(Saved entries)
=== Begin Enclosure ===
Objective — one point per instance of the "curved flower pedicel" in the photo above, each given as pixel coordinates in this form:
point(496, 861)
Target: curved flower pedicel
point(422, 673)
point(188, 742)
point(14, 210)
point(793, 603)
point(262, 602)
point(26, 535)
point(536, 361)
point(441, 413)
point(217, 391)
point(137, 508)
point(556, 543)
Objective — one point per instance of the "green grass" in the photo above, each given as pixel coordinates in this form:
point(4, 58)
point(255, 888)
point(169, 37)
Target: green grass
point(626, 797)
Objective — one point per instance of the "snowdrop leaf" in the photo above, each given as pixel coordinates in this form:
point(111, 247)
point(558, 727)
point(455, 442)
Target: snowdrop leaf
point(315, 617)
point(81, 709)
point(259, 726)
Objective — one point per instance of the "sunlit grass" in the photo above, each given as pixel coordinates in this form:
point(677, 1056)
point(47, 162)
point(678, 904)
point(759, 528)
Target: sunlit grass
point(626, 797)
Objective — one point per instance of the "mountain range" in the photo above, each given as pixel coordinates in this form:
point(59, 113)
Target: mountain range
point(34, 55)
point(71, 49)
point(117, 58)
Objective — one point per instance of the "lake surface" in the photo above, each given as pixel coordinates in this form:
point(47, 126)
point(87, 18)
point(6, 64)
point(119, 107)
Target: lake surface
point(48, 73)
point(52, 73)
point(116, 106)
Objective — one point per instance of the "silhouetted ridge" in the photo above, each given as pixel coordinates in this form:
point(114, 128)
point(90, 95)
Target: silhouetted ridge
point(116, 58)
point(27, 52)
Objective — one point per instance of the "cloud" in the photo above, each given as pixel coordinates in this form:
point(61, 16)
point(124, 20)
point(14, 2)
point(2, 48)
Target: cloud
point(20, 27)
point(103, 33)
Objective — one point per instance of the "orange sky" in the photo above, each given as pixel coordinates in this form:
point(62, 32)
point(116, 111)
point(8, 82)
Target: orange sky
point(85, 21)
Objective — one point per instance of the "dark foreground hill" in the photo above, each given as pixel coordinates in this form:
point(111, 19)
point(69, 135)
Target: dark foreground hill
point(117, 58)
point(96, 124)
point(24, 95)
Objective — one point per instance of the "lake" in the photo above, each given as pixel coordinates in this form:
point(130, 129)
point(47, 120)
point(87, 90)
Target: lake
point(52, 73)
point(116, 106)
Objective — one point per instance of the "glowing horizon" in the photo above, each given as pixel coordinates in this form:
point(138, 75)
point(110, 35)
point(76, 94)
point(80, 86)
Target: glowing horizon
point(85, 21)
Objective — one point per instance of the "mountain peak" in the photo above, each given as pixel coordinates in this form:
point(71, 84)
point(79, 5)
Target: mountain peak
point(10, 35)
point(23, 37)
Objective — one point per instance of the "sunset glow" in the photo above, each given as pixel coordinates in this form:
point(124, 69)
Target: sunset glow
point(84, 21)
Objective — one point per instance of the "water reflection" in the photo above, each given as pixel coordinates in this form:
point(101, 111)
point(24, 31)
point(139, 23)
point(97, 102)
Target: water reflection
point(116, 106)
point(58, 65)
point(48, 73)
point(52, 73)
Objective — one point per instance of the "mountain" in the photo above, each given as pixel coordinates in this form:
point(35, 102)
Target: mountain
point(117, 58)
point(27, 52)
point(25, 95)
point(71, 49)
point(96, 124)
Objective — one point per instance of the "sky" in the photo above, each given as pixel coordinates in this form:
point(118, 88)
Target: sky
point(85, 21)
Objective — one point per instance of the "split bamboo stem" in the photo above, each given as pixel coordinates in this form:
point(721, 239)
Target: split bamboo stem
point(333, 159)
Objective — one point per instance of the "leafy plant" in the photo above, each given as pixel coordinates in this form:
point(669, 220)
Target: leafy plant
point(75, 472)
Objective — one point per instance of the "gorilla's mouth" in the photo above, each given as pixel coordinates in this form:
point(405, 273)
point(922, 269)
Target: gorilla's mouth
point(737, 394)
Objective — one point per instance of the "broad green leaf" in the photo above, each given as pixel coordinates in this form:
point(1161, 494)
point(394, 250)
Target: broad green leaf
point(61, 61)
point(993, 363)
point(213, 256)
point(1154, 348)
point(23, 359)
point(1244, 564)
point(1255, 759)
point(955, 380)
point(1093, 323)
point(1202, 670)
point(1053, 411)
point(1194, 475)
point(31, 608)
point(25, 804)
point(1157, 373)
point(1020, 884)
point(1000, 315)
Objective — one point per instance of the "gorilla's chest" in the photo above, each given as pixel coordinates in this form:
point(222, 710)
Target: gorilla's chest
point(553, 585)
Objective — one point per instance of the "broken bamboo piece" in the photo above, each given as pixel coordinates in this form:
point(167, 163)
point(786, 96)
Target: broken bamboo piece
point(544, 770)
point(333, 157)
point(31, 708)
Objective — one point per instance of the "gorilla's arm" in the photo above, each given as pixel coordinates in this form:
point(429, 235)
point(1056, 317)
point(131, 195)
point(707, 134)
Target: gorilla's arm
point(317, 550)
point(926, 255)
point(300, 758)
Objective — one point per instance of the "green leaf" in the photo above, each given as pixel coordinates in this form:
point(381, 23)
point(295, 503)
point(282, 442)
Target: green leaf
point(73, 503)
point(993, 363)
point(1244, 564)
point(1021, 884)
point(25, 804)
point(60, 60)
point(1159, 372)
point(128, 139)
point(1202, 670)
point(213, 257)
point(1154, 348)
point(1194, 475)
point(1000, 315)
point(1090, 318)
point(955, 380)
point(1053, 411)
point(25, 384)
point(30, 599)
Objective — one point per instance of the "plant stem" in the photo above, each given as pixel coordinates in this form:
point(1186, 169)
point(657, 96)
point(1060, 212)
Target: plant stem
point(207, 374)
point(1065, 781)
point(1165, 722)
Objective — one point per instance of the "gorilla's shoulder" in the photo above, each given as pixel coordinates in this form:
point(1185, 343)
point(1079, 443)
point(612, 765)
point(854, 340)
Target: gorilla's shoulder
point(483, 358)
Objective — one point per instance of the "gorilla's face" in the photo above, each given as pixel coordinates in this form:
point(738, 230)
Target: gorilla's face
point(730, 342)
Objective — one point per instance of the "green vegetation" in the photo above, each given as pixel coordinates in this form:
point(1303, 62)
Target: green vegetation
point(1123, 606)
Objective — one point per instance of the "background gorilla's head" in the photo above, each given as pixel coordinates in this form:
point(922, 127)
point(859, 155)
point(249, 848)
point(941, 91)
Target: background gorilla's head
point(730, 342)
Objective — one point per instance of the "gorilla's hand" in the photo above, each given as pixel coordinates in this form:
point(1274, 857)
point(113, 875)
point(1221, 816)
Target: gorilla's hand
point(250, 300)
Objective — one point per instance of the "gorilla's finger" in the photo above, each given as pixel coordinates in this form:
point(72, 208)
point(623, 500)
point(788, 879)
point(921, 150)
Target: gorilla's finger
=== End Enclosure ===
*Problem description*. A bare number is the whole answer: how many lines in the entries contain "finger"?

*Solution to this task*. 2